PROVIDED DATA:
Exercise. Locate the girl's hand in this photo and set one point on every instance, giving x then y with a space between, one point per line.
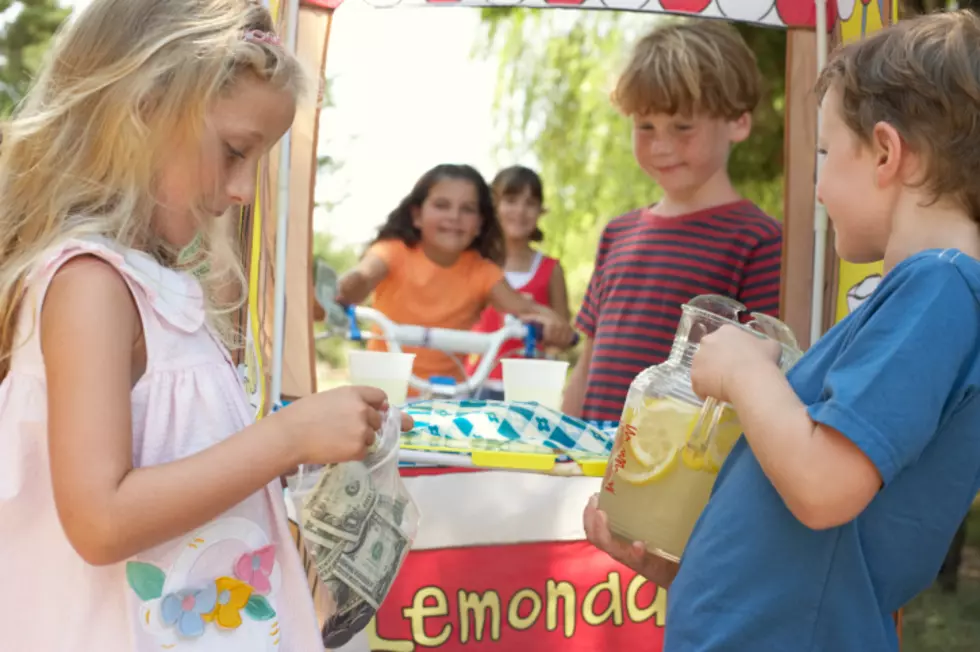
==
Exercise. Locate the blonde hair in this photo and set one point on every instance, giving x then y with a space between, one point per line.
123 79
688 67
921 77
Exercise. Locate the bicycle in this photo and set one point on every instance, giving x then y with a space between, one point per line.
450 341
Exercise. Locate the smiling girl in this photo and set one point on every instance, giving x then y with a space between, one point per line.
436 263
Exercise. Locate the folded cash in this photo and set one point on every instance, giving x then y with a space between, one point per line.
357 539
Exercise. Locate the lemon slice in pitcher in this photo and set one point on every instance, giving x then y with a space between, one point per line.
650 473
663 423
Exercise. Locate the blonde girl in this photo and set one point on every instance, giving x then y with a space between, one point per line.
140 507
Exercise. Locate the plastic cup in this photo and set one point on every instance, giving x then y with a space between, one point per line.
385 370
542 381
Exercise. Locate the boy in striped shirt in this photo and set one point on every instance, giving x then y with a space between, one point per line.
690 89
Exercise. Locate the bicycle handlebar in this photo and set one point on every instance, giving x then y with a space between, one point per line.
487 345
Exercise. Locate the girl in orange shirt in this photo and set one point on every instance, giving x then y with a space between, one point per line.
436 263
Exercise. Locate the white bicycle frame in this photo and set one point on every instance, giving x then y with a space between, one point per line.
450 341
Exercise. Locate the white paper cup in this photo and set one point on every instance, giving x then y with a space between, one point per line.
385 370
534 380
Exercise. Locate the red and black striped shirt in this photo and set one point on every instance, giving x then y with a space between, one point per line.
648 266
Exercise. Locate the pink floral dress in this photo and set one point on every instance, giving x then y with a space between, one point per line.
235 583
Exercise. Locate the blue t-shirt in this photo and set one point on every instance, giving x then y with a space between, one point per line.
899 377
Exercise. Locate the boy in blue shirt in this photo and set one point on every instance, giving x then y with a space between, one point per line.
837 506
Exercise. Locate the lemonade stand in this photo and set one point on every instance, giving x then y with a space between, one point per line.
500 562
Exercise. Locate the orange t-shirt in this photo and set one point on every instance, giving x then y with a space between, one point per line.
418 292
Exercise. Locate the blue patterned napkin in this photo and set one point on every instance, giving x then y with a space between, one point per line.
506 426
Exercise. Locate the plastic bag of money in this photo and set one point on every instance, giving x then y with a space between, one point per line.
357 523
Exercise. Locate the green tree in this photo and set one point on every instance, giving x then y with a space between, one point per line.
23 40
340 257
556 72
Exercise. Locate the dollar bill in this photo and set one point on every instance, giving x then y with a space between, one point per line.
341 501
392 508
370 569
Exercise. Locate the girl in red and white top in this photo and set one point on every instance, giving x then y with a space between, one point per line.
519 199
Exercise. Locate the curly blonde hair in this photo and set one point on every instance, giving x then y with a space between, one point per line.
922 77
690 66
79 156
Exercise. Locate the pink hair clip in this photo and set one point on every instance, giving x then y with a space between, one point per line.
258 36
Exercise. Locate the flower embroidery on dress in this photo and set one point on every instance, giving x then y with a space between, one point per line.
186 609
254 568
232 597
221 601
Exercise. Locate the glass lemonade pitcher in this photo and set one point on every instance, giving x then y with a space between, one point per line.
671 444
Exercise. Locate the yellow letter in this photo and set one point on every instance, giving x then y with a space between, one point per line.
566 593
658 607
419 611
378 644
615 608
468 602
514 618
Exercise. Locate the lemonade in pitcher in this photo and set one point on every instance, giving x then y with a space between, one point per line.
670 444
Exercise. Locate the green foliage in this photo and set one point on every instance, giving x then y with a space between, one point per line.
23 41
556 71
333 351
---
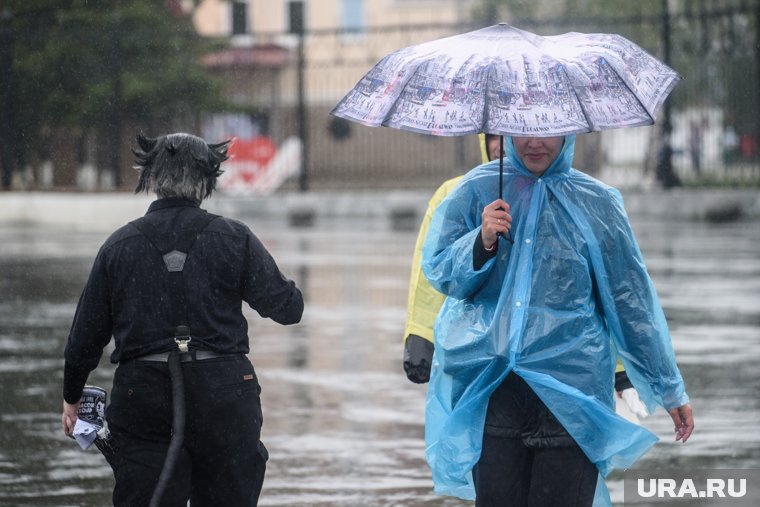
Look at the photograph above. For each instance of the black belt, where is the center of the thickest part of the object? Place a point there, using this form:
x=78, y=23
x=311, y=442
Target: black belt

WHAT IS NEEDED: Copy every line of the material above in which the string "belt" can be found.

COMPLETED EXERCISE:
Look at the photograph above. For each instance of the black belt, where is the center of the thickest part of the object? Place a point there, using this form:
Target: black belt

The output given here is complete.